On AI-Generated Code, Maintainability, and the Possibility of Disposable Software

Over the past two years, I’ve been using various AI-assisted tools for programming like Codeium, GitHub Copilot, ChatGPT, and others. These tools have become part of my daily workflow. Mostly, I use them for code completion and to help me finish thoughts, suggest alternatives, or fill in repetitive boilerplate. I’m not doing anything too wild with autonomous agents or fully automated codebases. Just practical, incremental help.

That said, even in this limited use, I’m starting to feel the friction.

Not because the tools are bad but actually, they’re improving fast. Individual lines and even complete methods are cleaner than they used to be. The suggestions are smarter. The models are more context-aware. But one thing still nags at me: even with better completions, a lot of the output still isn’t good code in the long-term sense.


Maintainability Still Matters

The issue, to me, isn’t whether AI can help me write code faster. It can. The issue is whether that code is going to survive over time. Is it going to be easy to understand, extend, or refactor? Does it follow a style or pattern that another human could step into and build on?

This matters especially when you’re not the only one touching the code or when you come back to it after a few months and wonder, “Why did I do it this way?”

And here’s the contradiction I keep running into: AI helps you write code faster, but it often creates more problems to maintain. That’s especially true when I’ve tested more advanced setups where you let an agent plan and generate entire components, classes, or services. It sounds great in theory, but in practice it causes a lot of changes, inconsistencies, and small bugs that end up being more trouble to fix than if I had just written it myself from the start.

So for now, I stay close to completions. Code at the scale of a line or a method. It’s easier to understand, easier to control. I can be the architect, and the AI can be the assistant.


The Self-Fulfilling Trap

There’s a strange loop forming in AI development. Since the generated code is harder to reason about or maintain, people often treat it as throwaway. And because it’s throwaway, nobody bothers to make it better. So it stays bad.

Self-fulfilling prophecy.

- [Required work]:
a - Copy the essay on AI-generated code, beginning at the words "So for now, I" and stopping after "it stays bad.", and replace "throwaway" with "disposable".
b - Please extend the essay on AI-generated code, starting after its last sentence.
The entries that come next are not needed.

(Data records)
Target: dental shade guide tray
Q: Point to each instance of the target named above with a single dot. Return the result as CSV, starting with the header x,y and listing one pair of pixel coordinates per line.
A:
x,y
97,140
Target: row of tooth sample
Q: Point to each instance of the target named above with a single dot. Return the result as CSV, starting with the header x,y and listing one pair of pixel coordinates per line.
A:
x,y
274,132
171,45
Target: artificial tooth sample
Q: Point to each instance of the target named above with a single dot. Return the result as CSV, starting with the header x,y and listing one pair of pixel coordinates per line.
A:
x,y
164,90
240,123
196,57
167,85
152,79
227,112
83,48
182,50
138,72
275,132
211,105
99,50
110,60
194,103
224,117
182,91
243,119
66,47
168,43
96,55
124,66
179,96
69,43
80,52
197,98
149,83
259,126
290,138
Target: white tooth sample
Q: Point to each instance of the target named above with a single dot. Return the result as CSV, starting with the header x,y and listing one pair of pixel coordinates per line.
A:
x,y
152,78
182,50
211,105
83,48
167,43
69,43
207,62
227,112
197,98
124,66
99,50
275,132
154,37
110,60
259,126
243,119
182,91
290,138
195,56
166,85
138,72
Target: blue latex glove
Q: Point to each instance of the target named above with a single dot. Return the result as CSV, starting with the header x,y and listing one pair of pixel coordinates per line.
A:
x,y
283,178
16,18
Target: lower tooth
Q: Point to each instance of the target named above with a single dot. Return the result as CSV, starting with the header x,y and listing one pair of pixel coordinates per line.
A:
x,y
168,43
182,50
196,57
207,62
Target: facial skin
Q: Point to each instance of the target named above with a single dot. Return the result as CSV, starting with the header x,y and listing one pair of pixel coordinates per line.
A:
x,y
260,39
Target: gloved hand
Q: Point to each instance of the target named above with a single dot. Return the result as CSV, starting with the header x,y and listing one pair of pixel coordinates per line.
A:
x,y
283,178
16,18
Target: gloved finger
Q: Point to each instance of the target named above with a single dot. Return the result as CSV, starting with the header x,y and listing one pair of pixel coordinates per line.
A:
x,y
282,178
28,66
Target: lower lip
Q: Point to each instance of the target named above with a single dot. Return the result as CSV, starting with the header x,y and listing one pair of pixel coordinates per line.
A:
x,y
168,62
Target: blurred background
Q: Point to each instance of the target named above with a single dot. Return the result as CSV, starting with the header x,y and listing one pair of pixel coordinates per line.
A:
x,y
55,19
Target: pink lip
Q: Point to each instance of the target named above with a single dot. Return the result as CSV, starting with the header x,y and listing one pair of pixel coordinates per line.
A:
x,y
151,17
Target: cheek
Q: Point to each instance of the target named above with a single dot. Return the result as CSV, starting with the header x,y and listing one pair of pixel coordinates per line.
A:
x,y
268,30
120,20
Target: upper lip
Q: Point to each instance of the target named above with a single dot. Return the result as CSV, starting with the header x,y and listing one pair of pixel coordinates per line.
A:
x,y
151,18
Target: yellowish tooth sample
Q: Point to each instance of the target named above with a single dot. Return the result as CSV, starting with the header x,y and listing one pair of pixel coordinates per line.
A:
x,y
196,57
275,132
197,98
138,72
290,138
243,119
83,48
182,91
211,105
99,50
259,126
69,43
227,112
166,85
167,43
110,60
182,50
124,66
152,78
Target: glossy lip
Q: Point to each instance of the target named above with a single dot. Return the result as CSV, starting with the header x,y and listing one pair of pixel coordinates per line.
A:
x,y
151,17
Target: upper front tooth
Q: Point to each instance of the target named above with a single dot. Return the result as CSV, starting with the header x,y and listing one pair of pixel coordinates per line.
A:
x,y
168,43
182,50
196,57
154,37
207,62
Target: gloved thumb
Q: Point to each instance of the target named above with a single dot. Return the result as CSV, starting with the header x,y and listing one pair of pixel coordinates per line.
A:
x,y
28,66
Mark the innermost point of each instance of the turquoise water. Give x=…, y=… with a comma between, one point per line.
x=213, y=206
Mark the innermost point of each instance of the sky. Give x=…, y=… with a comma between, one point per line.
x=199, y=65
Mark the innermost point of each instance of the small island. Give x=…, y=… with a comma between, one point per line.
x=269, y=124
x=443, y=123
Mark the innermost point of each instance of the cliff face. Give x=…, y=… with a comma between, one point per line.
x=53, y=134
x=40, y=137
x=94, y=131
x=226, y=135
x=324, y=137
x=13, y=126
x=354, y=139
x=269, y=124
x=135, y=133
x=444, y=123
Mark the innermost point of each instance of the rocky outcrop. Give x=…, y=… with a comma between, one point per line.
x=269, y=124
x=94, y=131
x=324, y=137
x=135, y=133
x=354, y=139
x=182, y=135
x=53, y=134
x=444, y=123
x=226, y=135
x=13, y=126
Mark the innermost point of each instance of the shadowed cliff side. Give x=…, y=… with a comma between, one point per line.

- [Answers to the exercises]:
a -
So for now, I stay close to completions. Code at the scale of a line or a method. It’s easier to understand, easier to control. I can be the architect, and the AI can be the assistant.


The Self-Fulfilling Trap

There’s a strange loop forming in AI development. Since the generated code is harder to reason about or maintain, people often treat it as disposable. And because it’s disposable, nobody bothers to make it better. So it stays bad.

b -
The more AI you use to generate logic, the more you’re tempted to not go back and polish or structure it. You get into a loop of “just generate something that works,” and soon you’re sitting on a pile of glue code and hacks that’s impossible to build on.

But maybe that’s okay? Maybe we need to accept that some code isn’t meant to last.


Disposable Software Might Be the Point

This is where I’m starting to shift my thinking a little. I’ve always approached code as something you build on something that lives and evolves. But not all code needs that.

A lot of software today already is disposable, even if we don’t admit it. One-off internal dashboards, ETL jobs, scripts for events, MVPs for marketing campaigns, integrations that won’t live beyond a quarter. We often pretend we’re building maintainable systems, but we’re not. We just don’t call them disposable.

With AI in the mix, maybe it’s time to embrace disposability for what it is. Write the code, run the code, get the result, throw it away. Next time, generate it again maybe with better context or updated specs.

This mindset removes a lot of the pressure around maintainability. And it fits the strengths of today’s AI tools.


When Not to Use Agentic Systems (Yet)

I’ve played with more autonomous agent systems what people call “agentic AI” or multi-agent code platforms. Honestly? I’m not sold on them yet. They generate too much. They make decisions I wouldn’t make. They refactor things that didn’t need to be touched.

And then I spend more time reading diff views and undoing changes than I saved by delegating in the first place.

Maybe in the future I’ll be comfortable letting an AI agent draft a service or plan out an architectural pattern. But today, I’m not there. I use these tools more like smart autocomplete than autonomous developers. It’s still very much my code and they’re just helping speed up the flow.


Final Thoughts

There’s a real risk of overhyping what AI can do for codebases today. But there’s also an opportunity to rethink how we treat different classes of software. We don’t need to hold everything to the same standards of longevity. Not every project needs to be built for 10 years of feature creep.

Some software can (and should) be treated like scaffolding and built quickly, used once, and removed without guilt.

And that’s where AI shines right now. Helping us build the things we don’t need to keep.

I’ll keep experimenting. I’ll keep writing most of my own code, and using AI where it makes sense. But I’m also watching carefully because the balance between what’s worth maintaining and what’s better thrown away is shifting.

And we should all be ready for what that means.